__Lesetext__.
==*==

Die Gruppe von Eva Rivas aus Armenien hätte den Eurovision Song contest gewinnen sollen. Oder irgendjemand sonst, dem es tatsächlich um gute Musik statt Psychospielchen ging.

Wirklich, ich habe nichts gegen die deutschen Patriotenpartys, aber die Armenier hatten den Sieg mehr als verdient. Deutschland ist die industriestärkste Nation der EU… und was tut diese? Kalt berechnete Tricks anwenden, um den Song Contest abzuräumen und zum eigenen Geld zu verwursten.

Mal im Ernst, die Show von dem Deutschen Mädel bestand daraus, dass sie alleine auf der Bühne herumhüpft, mit einer Choreographie, die jeder Disco entspringen hätte können. Der Text geht über’s Verliebtsein. Dazu ein Default-Electrobeat und Gesang, der nicht so wirklich die Tonlage verlässt. Dafür ist sie durchaus niedlich und sympathisch — und man möchte fast meinen, sie hätte den Songtext selber geschrieben, der ihr Image doch genau in diese günstige Richtung unterstützt. Und für die Bühnenshow ist ihr vielleicht nichts eingefallen, mag man unterbewusst meinen, wenn man nicht aktiv darüber nachdenkt. Es liegt auf der Hand, wie dieser Sieg funktioniert hat.

==*==

__Aufgaben__.
- 1) Schreib den Abschnitt des Lesetexts von „Wirklich, ich habe“ bis „Geld zu verwursten.“ Wort für Wort ab.
- 2) Gib die Einträge von der Zeile mit „candy in the photo above.“ bis einschließlich zur letzten Zeile der Einträge als JSON-Liste von Strings aus, mit einem String pro Zeile und ohne Leerzeilen.
Die Einträge hängen mit dem Lesetext nicht zusammen.

Zeilen aus einem Datensatz mit Zeigepunkten:
==*==

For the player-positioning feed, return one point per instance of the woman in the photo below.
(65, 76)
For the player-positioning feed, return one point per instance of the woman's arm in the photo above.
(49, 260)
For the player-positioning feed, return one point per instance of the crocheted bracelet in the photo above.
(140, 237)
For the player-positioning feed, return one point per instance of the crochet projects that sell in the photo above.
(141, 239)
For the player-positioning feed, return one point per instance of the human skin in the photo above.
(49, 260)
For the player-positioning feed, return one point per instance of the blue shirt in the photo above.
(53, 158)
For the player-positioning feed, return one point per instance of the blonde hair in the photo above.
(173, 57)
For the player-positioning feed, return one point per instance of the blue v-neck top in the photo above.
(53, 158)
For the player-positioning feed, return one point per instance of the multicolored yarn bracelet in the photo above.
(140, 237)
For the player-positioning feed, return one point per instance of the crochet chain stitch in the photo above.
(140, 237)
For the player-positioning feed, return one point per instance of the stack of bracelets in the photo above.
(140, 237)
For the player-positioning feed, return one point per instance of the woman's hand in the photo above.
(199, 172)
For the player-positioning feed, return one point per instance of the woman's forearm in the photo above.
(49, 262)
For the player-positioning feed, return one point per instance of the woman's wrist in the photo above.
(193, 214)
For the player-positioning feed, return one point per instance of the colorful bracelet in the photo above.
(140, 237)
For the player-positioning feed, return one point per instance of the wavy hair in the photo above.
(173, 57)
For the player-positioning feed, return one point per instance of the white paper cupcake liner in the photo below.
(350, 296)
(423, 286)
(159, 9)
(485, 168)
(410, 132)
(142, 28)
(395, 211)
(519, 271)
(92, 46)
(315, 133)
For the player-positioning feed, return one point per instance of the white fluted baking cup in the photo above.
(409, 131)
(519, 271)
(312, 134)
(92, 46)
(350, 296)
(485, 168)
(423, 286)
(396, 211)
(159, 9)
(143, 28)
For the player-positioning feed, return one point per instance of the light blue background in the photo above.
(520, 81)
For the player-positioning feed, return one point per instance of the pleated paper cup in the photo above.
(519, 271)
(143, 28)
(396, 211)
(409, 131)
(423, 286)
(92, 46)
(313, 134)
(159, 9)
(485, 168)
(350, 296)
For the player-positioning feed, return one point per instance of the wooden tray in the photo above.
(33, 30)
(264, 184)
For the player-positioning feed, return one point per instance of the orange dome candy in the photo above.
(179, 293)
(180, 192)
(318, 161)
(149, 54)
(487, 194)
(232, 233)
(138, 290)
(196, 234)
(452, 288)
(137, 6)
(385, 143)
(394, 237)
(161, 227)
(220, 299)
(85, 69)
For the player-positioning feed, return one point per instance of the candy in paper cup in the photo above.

==*==

__Antworten je Aufgabe__.
- 1)
Wirklich, ich habe nichts gegen die deutschen Patriotenpartys, aber die Armenier hatten den Sieg mehr als verdient. Deutschland ist die industriestärkste Nation der EU… und was tut diese? Kalt berechnete Tricks anwenden, um den Song Contest abzuräumen und zum eigenen Geld zu verwursten.

- 2)
[
  "For the player-positioning feed, return one point per instance of the orange dome candy in the photo above.",
  "(179, 293)",
  "(180, 192)",
  "(318, 161)",
  "(149, 54)",
  "(487, 194)",
  "(232, 233)",
  "(138, 290)",
  "(196, 234)",
  "(452, 288)",
  "(137, 6)",
  "(385, 143)",
  "(394, 237)",
  "(161, 227)",
  "(220, 299)",
  "(85, 69)",
  "For the player-positioning feed, return one point per instance of the candy in paper cup in the photo above."
]